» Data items

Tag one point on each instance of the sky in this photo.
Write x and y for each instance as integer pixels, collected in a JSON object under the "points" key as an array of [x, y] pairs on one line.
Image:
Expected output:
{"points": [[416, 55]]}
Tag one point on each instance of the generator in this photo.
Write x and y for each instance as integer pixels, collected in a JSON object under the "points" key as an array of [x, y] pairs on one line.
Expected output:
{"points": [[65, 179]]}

» Work to do
Rewrite the material from the line with "Tag one point on each instance of the generator" through the end, putting "water pump" in place of "generator" and leaving everything else unchanged.

» Task output
Tag one point on each instance of the water pump in this photo.
Write x and y for each instance as integer pixels, collected in a JSON object under the "points" key as an array of [x, y] pairs on one line.
Expected output:
{"points": [[65, 179]]}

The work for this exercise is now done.